For these and other members of Shmira, the riots served as a call to action. “The motto of Shmira since then has been, we’ll never let this happen again,” said Leib. “It opened people’s eyes.”

Leib credits the lack of major disturbances over the past 16 years to a shift in the attitude of the Jewish community. He thinks that Shmira, which grew significantly in the wake of the riot, is a safeguard of the new status quo. “People realize that this is not the same old Crown Heights,” he said. “You can’t just do whatever you want and the Jewish community’s going to sit quiet. What’s changed? I think we don’t trust other people to handle it. It came to the point where we realized, ‘You burnt me, I’m never going to let this happen again.'”

The Lady with Alzheimer’s

Today, Menachem is 23 years old. He has only been with Shmira for six months. He joined after his wife was pelted with rocks while walking down Empire Boulevard and, in a separate incident, his brother was hospitalized after a particularly brutal mugging. He is green and eager, and as the Interceptor approaches the intersection where the presumed Alzheimer’s patient had been spotted, he jumps out to join Unit 24.

The bewildered-looking woman had been observed earlier in the day walking aimlessly and complaining that she felt ill. When 24 found her, he was hoping to find out who she was in order to contact her family.

Menachem and a gathering crowd of Shmira units sit the woman down and call 911 as Leib waits in the car. Soon, a city ambulance arrives on scene. When the EMTs attempt to take the woman with them, she refuses. The Shmira units grow agitated and try to explain that the woman had been complaining earlier about heart palpitations. The woman, switching manically between rapid fire Hebrew and heavily accented English, begins to ramble about a dispute with her landlord while continuing to insist that she will not go to the hospital. Soon, the EMTs leave, and Unit 91 convinces her to walk with him in the direction of her apartment.

Meanwhile, Menachem has called the landlord, a man named Fischer who is known to all of the units. Fischer says that the woman hasn’t lived at the apartment in six months. No one knows what to do. Unit 91 is already blocks away. Everyone shrugs. It’s the eternal predicament of the neighborhood watch – plenty of information, but nothing to do with it. Having decided to leave the situation in 91’s hands, the units disperse.

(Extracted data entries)

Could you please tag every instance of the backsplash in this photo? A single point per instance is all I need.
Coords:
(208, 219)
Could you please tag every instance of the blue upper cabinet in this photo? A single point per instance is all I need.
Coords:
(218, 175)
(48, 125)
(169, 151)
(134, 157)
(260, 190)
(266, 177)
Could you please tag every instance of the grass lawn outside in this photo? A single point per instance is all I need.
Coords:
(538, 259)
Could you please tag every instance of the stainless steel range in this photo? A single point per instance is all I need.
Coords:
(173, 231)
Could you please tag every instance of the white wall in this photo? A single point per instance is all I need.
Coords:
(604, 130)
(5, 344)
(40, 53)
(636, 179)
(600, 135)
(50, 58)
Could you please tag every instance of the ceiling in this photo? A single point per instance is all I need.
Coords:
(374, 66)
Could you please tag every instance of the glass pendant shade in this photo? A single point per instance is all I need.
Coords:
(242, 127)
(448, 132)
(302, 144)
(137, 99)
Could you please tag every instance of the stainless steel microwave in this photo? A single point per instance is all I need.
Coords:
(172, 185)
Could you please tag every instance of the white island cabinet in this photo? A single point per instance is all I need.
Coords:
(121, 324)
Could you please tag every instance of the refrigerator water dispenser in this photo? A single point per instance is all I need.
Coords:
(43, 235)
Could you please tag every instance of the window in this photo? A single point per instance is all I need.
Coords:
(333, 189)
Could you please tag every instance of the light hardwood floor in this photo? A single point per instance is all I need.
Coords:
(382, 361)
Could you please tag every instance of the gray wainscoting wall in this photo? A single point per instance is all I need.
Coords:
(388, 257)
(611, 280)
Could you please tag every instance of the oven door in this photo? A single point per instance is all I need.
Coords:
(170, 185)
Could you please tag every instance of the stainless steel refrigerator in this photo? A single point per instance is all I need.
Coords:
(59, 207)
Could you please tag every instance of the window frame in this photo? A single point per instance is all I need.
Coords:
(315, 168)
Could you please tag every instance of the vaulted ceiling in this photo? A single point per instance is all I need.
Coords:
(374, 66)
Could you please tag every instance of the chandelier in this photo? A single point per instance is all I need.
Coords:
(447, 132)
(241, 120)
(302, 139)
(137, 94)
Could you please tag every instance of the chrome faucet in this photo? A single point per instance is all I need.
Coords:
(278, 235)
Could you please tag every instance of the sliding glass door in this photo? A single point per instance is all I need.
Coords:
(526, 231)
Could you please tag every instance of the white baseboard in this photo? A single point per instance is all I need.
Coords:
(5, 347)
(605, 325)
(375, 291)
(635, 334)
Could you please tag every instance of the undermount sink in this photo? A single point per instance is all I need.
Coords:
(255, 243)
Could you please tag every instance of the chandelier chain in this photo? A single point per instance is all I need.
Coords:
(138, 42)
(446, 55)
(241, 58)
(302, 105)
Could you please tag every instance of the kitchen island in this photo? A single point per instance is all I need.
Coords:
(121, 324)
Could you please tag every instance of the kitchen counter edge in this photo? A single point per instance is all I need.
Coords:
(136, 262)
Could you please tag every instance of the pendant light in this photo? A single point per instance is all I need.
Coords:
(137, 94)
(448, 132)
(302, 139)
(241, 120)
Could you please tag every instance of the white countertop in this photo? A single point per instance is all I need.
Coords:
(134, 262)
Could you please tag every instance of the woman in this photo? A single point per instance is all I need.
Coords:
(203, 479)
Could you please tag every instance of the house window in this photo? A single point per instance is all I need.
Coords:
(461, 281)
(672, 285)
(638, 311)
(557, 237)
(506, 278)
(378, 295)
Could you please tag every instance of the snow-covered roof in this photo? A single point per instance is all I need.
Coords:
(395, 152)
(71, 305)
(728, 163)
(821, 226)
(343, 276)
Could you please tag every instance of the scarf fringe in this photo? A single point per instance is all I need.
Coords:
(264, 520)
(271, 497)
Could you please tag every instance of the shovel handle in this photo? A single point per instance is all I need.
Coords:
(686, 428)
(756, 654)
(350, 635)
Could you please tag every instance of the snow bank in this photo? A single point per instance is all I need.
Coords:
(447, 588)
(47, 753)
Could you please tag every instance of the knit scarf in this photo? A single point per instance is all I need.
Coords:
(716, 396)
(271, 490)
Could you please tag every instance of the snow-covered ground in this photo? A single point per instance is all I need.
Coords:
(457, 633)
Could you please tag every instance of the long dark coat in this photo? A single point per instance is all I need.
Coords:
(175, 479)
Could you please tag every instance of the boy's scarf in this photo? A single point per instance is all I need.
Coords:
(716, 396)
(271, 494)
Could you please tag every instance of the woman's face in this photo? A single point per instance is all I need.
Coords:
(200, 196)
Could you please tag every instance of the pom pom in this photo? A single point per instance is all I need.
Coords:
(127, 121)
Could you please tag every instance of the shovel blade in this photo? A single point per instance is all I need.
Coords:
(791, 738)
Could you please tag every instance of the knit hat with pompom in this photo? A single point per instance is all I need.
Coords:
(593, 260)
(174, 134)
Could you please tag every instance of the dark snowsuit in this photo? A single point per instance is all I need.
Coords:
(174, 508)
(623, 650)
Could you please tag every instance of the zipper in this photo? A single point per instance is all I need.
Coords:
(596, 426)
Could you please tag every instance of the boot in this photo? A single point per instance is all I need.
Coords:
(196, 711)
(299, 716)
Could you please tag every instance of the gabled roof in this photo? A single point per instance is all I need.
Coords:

(TASK SET)
(a) From the Shmira article, extract the passage that begins at the words "Today, Menachem is" and stops after "contact her family.".
(b) In the Shmira article, how long has Menachem been with Shmira?
(c) Can you proceed with the Shmira article from the point where it ends?

(ANSWERS BY ITEM NUMBER)
(a)
Today, Menachem is 23 years old. He has only been with Shmira for six months. He joined after his wife was pelted with rocks while walking down Empire Boulevard and, in a separate incident, his brother was hospitalized after a particularly brutal mugging. He is green and eager, and as the Interceptor approaches the intersection where the presumed Alzheimer’s patient had been spotted, he jumps out to join Unit 24.

The bewildered-looking woman had been observed earlier in the day walking aimlessly and complaining that she felt ill. When 24 found her, he was hoping to find out who she was in order to contact her family.

(b) Six months.

(c)
Across Eastern Parkway

On the African-American and Caribbean-American blocks across Eastern Parkway, many of the old suspicions live on. Still, the arrival of Shmira is not dismissed out of hand. “€œIf they’re going to help the neighborhood, there’s nothing wrong with it,” said Tina Cleckle, who lives on the north side of Crown Heights. “I welcome them over, if they’re gonna look after the whole community and not just their own.”

All members of Shmira claim to look out for both blacks and Jews while on patrol. Supporting these claims is the 2002 effort on the part of Shmira coordinator Yossi Stern and Garry Sanders, a black community activist, to organize the Crown Heights Safety Patrol, a joint force consisting of Hasidic and black members. The effort received coverage in the Daily News, but, says Stern, “lost steam.”

Moe Dennis, who has lived in Crown Heights for more than twenty years, is not convinced.  He thinks that the very fact that Shmira are only crossing Eastern Parkway now that Jews are living on both sides disproves any stated intention of protecting the entire neighborhood. “He only goes over there because there are Jews there now, but there’s been people over there,” Dennis said. “People are people. It’s something he should have done before.”

Dennis’ complaint harkens back to the darkest moments of the relationship between blacks and Jews in Crown Heights. If the Shmira’s presence on traditionally black blocks resurrects the feelings of unequal treatment that were at the heart of the rioter’s grievances in 1991, the neighborhood may be headed for trouble.

For now, however, good will is easy to find on both sides.  Says Tina Cleckle, standing with friends on Kingston Avenue on a warm summer night, “If they want to come hang out, they’re welcome.”